INSTRUCTIONS FOR THE TASK: Reproduce the listing below line for line, without altering anything, but leave out the pictures.

DATASET RECORDS:
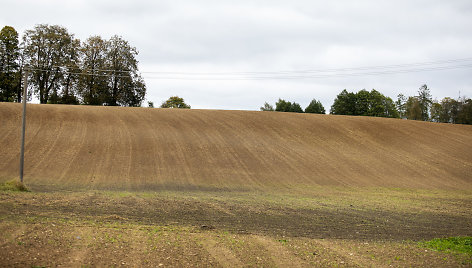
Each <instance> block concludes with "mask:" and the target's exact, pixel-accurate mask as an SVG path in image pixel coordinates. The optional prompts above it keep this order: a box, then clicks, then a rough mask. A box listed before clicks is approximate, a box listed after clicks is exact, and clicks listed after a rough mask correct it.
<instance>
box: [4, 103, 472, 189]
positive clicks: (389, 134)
mask: <svg viewBox="0 0 472 268" xmlns="http://www.w3.org/2000/svg"><path fill="white" fill-rule="evenodd" d="M27 113H28V114H27V131H26V153H25V180H27V182H28V183H29V185H32V186H34V187H38V188H40V187H42V186H45V185H56V186H57V187H59V186H58V185H61V187H85V188H91V189H129V190H133V189H143V190H147V189H148V190H149V189H160V188H179V189H196V188H198V189H206V188H212V187H217V188H227V189H231V188H241V189H245V188H263V187H272V186H273V187H294V186H302V187H303V186H310V185H311V186H316V185H339V186H345V185H347V186H374V187H377V186H382V187H383V186H385V187H407V188H451V189H463V188H469V189H470V188H472V126H462V125H449V124H436V123H427V122H415V121H406V120H398V119H385V118H368V117H348V116H332V115H313V114H293V113H276V112H251V111H214V110H176V109H149V108H122V107H90V106H61V105H28V111H27ZM20 126H21V105H19V104H13V103H0V148H1V149H0V150H1V154H0V180H7V179H11V178H14V177H17V176H18V175H17V173H18V162H19V145H20Z"/></svg>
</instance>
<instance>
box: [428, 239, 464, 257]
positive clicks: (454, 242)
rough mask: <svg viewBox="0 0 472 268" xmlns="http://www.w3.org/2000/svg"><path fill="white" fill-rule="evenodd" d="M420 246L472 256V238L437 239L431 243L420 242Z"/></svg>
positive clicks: (434, 249)
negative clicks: (420, 244)
mask: <svg viewBox="0 0 472 268" xmlns="http://www.w3.org/2000/svg"><path fill="white" fill-rule="evenodd" d="M420 244H421V245H422V246H424V247H427V248H430V249H434V250H437V251H445V252H451V253H457V252H459V253H465V254H468V255H470V256H472V237H470V236H458V237H449V238H436V239H433V240H430V241H425V242H420Z"/></svg>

EXPECTED OUTPUT:
Each <instance> block concludes with "mask:" and the target's exact, pixel-accurate mask as an SVG path in image pixel coordinates. The optional prompts above it keep this order: a box, then clicks, then a rough mask. A box listed before clicks is approximate, a box listed after clicks is exact, and clicks listed after a rough mask correct it.
<instance>
box: [4, 103, 472, 189]
positive clicks: (389, 134)
mask: <svg viewBox="0 0 472 268" xmlns="http://www.w3.org/2000/svg"><path fill="white" fill-rule="evenodd" d="M27 113H28V114H27V131H26V153H25V180H27V182H28V183H29V185H32V186H34V187H38V188H40V187H42V186H45V185H56V186H57V187H59V186H58V185H61V187H85V188H91V189H129V190H133V189H143V190H147V189H148V190H149V189H160V188H179V189H196V188H198V189H206V188H212V187H217V188H227V189H231V188H241V189H245V188H263V187H272V186H273V187H294V186H302V187H303V186H310V185H311V186H316V185H339V186H345V185H347V186H374V187H377V186H382V187H383V186H385V187H407V188H451V189H463V188H469V189H470V188H472V126H462V125H449V124H436V123H427V122H415V121H406V120H398V119H385V118H368V117H348V116H332V115H313V114H293V113H276V112H251V111H214V110H176V109H149V108H122V107H90V106H61V105H28V111H27ZM20 126H21V105H19V104H13V103H0V148H1V149H0V150H1V154H0V180H7V179H11V178H14V177H17V176H18V175H17V173H18V162H19V145H20Z"/></svg>
</instance>
<instance>
box: [428, 239, 464, 257]
positive clicks: (454, 242)
rough mask: <svg viewBox="0 0 472 268" xmlns="http://www.w3.org/2000/svg"><path fill="white" fill-rule="evenodd" d="M420 246L472 256V238L437 239L431 243L420 242Z"/></svg>
positive clicks: (434, 249)
negative clicks: (420, 244)
mask: <svg viewBox="0 0 472 268" xmlns="http://www.w3.org/2000/svg"><path fill="white" fill-rule="evenodd" d="M420 244H421V245H422V246H424V247H427V248H430V249H434V250H437V251H445V252H451V253H457V252H459V253H465V254H468V255H470V256H472V237H470V236H458V237H449V238H436V239H433V240H430V241H425V242H420Z"/></svg>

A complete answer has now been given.